▸ **Description of the task**: Edit the records below from their start through the line containing "pixel 553 505", replacing "wet stone pavement" with "rain-soaked pavement" and keeping everything else the same. Give back only those lines.

▸ **Input data**:
....

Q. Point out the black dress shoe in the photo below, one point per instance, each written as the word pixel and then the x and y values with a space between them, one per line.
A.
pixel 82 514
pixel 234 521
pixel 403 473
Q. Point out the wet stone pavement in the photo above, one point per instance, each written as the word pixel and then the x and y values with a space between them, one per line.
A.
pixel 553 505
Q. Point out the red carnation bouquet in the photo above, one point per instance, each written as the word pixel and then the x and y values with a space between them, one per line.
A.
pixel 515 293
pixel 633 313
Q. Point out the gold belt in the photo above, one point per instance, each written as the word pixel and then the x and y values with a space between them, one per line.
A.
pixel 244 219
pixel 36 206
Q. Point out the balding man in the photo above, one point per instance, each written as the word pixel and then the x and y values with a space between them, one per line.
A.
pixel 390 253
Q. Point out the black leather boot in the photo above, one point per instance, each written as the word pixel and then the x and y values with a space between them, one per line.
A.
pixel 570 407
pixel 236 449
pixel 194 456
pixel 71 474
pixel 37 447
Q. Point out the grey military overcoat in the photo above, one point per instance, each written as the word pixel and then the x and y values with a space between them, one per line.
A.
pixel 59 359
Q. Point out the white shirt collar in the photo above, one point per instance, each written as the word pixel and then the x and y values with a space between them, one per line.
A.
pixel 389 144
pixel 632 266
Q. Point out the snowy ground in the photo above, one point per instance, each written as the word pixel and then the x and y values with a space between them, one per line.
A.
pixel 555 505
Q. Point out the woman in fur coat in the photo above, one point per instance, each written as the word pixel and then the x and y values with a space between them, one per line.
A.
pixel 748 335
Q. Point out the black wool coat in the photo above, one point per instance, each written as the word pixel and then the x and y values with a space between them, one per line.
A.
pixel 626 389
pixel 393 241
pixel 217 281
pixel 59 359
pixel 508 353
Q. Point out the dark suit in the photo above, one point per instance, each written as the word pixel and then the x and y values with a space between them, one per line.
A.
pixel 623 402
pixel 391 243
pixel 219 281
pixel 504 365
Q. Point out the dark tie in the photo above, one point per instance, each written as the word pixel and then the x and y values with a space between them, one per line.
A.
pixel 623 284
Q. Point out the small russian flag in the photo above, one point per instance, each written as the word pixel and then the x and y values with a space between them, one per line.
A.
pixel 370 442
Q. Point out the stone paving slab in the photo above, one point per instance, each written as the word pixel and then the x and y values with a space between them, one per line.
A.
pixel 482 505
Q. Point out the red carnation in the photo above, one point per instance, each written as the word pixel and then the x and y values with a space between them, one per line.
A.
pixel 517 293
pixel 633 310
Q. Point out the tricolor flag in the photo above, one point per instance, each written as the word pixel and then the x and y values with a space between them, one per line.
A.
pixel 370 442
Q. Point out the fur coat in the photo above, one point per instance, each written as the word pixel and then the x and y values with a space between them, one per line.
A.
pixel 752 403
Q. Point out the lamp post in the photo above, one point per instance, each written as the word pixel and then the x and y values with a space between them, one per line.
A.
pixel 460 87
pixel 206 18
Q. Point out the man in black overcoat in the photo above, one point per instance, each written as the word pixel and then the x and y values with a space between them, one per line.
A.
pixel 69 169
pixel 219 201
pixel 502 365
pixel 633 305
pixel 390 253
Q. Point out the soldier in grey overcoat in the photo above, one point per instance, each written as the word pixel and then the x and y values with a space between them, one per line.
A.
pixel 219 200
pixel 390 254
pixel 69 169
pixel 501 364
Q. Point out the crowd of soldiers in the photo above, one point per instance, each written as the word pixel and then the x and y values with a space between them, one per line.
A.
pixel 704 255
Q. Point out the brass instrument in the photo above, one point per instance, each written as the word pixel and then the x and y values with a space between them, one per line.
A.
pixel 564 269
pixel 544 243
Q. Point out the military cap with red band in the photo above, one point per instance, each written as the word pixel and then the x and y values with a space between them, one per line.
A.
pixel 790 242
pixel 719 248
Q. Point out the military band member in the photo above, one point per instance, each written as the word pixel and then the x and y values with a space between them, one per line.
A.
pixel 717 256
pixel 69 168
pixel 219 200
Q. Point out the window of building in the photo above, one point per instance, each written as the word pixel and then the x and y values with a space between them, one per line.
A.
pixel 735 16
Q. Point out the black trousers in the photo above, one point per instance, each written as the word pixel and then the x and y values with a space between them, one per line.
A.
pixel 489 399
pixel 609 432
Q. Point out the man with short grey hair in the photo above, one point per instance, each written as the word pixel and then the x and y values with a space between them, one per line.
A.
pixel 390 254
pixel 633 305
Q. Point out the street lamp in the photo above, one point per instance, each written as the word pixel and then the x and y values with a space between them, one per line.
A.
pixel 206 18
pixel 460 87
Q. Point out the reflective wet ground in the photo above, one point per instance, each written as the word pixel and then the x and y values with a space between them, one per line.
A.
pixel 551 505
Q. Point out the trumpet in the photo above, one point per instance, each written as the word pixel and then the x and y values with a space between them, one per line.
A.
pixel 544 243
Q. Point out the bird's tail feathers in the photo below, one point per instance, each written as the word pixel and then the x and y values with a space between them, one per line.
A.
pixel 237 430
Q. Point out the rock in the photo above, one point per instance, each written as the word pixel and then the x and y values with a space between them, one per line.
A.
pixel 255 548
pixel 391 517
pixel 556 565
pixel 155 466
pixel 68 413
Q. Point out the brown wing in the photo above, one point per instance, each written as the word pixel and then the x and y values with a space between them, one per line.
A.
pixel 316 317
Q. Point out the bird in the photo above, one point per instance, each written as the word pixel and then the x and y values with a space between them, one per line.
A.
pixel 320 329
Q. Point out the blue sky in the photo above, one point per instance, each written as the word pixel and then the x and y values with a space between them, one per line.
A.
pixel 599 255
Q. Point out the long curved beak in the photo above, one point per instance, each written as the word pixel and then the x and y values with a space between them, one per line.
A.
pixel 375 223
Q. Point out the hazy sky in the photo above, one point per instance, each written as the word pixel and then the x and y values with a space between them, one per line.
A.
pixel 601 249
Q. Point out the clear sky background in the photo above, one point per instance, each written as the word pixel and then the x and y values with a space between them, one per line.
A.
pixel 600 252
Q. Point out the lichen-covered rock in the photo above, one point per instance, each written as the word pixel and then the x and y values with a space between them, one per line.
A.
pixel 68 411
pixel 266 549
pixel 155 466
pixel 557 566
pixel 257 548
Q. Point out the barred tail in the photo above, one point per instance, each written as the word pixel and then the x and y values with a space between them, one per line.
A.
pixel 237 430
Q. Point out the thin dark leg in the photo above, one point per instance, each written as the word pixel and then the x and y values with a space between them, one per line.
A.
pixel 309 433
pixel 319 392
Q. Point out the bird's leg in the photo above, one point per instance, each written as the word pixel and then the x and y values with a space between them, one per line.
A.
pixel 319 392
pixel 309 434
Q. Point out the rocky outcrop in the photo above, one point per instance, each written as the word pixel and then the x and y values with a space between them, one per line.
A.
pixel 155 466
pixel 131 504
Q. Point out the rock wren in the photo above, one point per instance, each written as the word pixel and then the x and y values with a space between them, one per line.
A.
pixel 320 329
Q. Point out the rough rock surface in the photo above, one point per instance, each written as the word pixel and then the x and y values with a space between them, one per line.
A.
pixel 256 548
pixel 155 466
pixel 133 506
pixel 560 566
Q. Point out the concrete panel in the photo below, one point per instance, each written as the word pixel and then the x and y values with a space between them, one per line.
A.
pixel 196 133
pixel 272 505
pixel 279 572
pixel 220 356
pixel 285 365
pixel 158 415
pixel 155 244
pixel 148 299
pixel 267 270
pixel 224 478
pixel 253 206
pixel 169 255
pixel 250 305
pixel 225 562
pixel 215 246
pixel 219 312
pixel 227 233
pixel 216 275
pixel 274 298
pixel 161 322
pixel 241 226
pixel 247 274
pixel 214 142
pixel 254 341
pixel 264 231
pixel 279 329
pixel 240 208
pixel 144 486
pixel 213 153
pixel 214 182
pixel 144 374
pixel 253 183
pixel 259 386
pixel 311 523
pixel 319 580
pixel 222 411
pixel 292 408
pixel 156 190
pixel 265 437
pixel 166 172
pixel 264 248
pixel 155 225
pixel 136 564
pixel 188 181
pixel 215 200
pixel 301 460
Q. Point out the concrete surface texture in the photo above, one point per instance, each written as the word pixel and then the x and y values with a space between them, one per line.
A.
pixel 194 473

....

▸ **Answer to the task**:
Q. Point out the black dress shoe in the photo below, one point per instance, each written as the word pixel and then the x and y values with a space between them, one per line.
A.
pixel 82 514
pixel 234 521
pixel 403 473
Q. Point out the rain-soaked pavement in the photo above, one point per instance, each written as the word pixel and then the x and y values with a space between them, one per line.
A.
pixel 553 505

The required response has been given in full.